**EXERCISE OBJECTIVE**
Pick out each line of the data that contains the word "stripe", and copy those lines. Case counts.

Object detection data:
..........
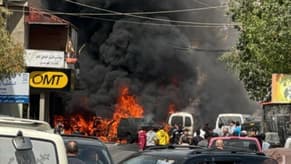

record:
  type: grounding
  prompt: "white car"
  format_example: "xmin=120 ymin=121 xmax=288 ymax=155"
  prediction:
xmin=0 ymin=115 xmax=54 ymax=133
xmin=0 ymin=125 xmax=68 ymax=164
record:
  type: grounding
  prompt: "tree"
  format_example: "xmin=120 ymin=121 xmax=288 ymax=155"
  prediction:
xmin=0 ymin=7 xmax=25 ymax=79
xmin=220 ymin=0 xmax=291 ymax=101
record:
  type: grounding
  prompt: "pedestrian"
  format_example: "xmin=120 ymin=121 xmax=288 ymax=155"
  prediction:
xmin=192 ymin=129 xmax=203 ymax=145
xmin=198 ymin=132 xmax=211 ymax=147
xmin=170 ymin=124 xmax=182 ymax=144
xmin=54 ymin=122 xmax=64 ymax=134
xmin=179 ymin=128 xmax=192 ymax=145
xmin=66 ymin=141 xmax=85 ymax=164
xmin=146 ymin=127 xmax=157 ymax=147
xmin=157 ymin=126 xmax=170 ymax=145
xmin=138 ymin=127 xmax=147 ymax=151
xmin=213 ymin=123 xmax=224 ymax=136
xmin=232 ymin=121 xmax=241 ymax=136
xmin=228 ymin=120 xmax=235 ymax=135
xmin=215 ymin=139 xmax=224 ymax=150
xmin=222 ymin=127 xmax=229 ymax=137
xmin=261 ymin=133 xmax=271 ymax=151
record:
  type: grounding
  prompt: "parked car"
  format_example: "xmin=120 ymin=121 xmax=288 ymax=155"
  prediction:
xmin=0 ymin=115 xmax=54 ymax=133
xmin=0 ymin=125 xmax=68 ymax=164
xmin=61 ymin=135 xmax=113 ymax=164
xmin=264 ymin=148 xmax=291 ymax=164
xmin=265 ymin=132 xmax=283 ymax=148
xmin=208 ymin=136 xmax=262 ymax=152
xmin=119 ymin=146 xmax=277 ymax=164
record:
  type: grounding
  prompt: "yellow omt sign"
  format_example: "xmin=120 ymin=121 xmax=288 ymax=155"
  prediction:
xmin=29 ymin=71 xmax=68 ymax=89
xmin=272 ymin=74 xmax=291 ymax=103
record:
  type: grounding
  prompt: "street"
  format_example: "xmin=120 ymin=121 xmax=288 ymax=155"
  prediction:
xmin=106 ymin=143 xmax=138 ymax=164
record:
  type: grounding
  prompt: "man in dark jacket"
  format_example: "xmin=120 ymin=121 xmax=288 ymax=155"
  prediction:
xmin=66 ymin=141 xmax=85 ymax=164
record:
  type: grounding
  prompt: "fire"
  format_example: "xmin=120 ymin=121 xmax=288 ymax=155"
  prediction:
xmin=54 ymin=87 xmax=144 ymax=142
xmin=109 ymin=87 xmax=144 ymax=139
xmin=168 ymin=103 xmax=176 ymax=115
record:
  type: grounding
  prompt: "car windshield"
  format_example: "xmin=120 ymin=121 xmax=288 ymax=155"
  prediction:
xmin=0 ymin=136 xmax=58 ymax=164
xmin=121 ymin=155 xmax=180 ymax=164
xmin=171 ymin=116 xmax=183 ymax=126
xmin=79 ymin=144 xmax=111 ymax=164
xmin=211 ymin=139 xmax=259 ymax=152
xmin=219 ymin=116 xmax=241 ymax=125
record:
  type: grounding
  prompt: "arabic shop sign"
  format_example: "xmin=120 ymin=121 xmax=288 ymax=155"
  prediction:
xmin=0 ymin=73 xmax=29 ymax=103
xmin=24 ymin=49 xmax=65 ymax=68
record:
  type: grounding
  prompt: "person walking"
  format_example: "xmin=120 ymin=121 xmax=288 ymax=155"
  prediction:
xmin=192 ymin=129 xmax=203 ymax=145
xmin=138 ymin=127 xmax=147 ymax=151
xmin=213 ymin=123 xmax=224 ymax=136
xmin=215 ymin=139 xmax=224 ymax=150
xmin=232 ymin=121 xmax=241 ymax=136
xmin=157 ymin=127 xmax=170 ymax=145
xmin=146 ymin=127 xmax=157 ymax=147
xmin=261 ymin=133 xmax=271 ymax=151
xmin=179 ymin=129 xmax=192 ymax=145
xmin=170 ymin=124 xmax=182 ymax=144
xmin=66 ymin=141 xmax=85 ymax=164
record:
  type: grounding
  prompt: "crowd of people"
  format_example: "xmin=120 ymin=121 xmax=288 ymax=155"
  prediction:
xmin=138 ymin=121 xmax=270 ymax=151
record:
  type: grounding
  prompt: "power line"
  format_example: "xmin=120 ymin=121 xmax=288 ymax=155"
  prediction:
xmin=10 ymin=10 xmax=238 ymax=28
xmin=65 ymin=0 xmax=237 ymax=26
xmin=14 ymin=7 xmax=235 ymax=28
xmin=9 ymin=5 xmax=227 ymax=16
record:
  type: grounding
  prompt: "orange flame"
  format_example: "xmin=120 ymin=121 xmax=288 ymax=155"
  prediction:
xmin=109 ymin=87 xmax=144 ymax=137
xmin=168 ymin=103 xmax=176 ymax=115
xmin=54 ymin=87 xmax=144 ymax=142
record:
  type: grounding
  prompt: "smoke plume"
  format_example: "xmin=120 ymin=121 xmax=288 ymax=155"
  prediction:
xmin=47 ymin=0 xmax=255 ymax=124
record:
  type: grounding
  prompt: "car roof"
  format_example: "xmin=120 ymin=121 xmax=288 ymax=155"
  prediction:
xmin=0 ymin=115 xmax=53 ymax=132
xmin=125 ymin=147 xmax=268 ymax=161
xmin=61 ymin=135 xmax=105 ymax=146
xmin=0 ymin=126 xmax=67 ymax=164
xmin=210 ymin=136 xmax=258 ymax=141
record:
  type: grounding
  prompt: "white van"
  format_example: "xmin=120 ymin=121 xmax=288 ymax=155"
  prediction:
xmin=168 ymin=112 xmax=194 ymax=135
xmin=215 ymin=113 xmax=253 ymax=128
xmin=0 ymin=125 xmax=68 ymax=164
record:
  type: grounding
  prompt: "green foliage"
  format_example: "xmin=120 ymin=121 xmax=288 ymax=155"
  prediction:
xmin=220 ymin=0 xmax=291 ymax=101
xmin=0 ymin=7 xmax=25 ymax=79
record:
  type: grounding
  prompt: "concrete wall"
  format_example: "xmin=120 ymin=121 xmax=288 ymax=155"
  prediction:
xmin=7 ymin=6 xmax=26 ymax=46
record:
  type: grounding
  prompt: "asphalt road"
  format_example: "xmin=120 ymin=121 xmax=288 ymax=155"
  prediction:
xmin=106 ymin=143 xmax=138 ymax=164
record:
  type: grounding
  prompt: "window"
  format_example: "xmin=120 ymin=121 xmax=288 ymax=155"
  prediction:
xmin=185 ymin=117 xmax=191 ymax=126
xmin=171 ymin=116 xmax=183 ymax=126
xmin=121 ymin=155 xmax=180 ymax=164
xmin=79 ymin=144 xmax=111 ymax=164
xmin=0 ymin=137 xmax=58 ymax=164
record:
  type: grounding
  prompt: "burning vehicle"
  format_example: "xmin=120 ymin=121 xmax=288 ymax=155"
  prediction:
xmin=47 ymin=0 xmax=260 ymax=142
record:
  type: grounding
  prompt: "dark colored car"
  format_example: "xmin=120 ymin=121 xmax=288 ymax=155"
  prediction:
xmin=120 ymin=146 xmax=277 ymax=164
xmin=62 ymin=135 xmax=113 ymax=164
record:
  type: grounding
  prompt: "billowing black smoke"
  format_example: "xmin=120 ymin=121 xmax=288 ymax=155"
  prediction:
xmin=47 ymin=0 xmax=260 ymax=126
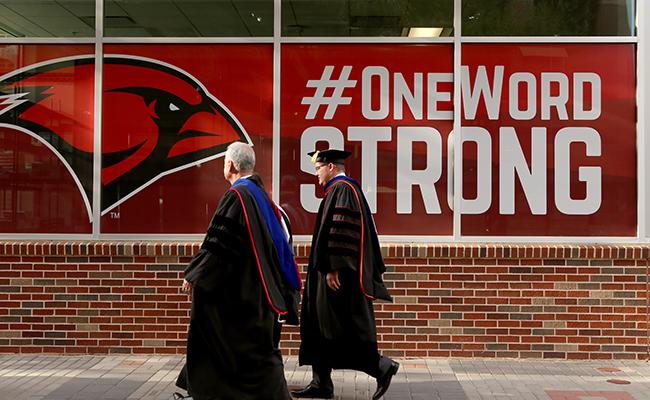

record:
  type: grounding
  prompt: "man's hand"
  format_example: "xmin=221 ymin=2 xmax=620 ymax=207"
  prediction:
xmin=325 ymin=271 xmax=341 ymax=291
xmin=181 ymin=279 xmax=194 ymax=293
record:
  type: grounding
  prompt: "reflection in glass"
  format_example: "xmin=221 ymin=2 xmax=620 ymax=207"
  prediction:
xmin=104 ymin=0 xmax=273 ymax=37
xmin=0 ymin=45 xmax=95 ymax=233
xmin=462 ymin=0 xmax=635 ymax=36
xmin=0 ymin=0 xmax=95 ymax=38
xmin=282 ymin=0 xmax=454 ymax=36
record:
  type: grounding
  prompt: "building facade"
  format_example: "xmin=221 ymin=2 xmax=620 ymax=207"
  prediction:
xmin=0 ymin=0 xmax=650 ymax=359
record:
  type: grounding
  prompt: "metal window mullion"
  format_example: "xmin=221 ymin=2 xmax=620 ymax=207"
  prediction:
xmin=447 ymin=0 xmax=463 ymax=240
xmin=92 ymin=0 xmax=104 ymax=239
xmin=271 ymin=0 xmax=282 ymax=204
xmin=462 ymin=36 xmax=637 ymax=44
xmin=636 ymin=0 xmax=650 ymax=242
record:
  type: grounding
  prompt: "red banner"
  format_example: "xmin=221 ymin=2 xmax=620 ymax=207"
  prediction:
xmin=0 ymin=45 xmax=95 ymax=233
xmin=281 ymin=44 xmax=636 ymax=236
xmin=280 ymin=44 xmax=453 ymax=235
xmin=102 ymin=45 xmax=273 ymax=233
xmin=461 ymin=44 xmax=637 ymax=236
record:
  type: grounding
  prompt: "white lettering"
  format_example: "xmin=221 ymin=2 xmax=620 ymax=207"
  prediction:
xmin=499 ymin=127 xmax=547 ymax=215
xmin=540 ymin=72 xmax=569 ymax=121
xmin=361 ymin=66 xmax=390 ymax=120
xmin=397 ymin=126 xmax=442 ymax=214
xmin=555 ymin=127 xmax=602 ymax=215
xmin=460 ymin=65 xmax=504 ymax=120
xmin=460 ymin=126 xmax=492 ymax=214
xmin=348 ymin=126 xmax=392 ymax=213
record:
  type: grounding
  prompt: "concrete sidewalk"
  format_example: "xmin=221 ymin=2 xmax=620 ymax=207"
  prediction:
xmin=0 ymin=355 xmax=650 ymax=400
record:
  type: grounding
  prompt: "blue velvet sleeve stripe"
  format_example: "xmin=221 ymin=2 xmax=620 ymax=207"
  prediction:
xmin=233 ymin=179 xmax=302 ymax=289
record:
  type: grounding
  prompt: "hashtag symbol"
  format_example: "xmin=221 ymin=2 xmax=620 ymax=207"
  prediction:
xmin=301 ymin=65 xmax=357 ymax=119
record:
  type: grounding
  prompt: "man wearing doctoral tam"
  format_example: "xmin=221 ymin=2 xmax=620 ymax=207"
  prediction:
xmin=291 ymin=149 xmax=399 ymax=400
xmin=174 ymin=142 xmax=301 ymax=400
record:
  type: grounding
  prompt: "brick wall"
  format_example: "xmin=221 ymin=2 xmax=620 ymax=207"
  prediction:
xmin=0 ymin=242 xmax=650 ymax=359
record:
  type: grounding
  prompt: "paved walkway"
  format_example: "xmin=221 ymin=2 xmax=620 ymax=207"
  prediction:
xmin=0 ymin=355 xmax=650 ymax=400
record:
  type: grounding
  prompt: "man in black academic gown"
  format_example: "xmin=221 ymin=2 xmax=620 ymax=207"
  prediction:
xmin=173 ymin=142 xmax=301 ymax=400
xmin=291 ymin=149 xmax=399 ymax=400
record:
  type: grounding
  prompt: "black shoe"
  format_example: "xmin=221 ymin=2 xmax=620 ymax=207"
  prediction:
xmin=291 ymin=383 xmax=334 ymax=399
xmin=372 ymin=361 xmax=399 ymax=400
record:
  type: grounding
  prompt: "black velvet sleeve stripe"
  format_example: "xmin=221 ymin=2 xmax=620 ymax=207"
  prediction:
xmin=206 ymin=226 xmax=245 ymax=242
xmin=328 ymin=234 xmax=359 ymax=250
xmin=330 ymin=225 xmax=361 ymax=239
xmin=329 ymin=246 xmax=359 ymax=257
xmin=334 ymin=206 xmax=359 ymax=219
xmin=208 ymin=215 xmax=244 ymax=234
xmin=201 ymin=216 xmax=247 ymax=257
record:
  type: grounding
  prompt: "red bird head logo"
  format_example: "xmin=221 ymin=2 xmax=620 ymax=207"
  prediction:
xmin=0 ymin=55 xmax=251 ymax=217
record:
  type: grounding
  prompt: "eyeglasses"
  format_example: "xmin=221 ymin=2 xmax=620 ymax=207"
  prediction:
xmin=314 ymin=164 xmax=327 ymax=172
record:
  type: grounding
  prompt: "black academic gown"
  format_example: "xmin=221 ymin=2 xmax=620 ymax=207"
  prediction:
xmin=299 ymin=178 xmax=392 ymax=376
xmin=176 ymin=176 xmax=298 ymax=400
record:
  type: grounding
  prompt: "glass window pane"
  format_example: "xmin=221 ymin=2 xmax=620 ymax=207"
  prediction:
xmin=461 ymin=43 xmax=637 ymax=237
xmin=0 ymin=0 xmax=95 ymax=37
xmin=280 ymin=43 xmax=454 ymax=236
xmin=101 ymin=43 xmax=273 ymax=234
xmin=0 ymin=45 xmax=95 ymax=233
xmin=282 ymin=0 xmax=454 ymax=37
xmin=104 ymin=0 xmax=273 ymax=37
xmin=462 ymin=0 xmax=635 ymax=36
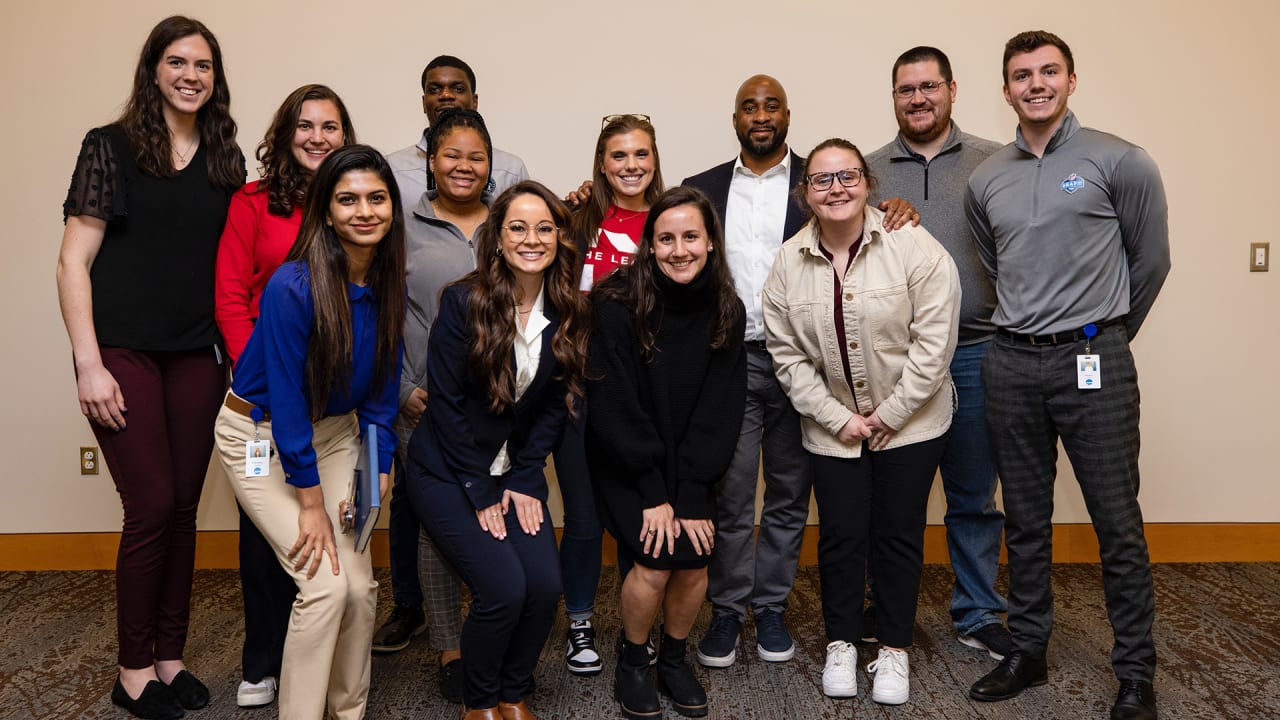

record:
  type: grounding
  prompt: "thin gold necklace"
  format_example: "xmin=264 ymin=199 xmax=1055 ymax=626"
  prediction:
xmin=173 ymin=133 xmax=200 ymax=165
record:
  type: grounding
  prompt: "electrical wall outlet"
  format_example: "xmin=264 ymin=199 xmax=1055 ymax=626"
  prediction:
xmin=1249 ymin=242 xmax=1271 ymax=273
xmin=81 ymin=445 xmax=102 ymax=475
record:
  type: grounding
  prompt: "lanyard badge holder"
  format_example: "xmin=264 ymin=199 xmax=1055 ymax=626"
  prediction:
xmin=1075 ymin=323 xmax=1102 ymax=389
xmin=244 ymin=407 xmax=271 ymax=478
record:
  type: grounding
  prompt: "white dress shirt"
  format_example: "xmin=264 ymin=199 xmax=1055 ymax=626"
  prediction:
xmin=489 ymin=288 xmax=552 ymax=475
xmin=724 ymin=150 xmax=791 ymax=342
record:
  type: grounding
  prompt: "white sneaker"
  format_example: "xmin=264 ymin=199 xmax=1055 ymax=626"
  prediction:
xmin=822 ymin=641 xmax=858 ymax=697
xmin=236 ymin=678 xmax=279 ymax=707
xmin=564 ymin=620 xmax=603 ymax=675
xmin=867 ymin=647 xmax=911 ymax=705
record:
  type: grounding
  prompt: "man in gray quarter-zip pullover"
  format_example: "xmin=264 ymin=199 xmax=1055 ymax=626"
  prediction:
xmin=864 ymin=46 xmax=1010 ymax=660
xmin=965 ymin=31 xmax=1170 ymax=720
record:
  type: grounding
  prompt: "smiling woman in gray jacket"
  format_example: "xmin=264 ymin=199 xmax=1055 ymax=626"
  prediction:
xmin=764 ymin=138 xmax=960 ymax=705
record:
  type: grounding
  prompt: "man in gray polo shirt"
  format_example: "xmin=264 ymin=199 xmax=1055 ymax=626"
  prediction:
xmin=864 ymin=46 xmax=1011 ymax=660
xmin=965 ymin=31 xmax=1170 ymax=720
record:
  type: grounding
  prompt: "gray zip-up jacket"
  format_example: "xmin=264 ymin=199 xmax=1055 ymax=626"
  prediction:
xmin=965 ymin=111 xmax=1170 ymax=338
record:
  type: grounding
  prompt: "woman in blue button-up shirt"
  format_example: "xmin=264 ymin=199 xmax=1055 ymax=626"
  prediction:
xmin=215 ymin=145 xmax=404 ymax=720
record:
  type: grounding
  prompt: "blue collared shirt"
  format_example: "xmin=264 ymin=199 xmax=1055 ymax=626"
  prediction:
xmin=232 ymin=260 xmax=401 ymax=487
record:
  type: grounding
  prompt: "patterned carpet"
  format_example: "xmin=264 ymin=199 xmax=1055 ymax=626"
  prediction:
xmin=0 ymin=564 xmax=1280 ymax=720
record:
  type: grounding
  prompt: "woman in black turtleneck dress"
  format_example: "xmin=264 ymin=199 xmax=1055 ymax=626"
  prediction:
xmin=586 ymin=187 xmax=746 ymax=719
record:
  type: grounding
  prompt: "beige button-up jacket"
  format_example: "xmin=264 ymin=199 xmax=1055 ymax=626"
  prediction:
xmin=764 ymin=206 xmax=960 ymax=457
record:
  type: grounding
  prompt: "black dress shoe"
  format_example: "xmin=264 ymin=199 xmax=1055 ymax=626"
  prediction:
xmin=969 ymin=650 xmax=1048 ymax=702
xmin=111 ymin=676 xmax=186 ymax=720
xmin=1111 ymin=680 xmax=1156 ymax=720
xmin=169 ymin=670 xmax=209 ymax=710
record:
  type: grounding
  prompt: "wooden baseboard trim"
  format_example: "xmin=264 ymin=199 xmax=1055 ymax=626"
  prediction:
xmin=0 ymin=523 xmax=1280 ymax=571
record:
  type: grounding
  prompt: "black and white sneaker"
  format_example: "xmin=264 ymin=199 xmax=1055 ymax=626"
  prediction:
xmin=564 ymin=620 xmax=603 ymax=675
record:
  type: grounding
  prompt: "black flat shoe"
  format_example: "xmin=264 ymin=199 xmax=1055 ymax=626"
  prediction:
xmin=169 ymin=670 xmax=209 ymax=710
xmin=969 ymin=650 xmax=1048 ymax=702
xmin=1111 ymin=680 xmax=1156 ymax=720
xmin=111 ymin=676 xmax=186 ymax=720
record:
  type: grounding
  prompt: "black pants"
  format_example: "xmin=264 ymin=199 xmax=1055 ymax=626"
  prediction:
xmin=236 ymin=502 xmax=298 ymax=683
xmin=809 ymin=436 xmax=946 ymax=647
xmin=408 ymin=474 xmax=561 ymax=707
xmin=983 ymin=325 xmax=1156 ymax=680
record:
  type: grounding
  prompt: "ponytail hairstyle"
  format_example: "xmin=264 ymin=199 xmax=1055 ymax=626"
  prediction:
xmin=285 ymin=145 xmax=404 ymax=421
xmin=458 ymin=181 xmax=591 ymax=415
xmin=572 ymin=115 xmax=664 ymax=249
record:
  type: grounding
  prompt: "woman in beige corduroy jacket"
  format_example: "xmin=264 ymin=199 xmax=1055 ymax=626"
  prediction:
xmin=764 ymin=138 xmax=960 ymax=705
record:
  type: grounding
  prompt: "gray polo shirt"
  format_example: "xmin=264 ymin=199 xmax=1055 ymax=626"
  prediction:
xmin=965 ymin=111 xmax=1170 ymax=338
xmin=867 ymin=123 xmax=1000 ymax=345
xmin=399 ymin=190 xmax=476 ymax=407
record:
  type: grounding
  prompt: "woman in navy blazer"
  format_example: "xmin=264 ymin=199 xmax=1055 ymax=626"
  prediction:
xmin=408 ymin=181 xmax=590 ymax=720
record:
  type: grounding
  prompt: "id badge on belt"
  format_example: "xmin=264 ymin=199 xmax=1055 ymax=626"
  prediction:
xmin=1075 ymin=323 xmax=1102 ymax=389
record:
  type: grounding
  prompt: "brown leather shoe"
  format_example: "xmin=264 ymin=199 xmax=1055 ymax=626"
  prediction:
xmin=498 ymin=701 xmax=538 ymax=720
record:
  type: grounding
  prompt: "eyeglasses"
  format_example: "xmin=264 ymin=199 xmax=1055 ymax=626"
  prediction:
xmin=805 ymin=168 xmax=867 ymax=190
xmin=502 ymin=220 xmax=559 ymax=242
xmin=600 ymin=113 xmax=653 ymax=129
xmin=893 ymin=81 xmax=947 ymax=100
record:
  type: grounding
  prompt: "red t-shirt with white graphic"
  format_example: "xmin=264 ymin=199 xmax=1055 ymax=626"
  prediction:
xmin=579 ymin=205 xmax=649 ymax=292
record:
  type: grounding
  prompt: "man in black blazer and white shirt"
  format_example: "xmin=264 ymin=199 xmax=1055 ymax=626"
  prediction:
..........
**SOLVED EXERCISE**
  prompt: "blue velvet sleeve stripe"
  prompt: "black velvet sleeve stripe"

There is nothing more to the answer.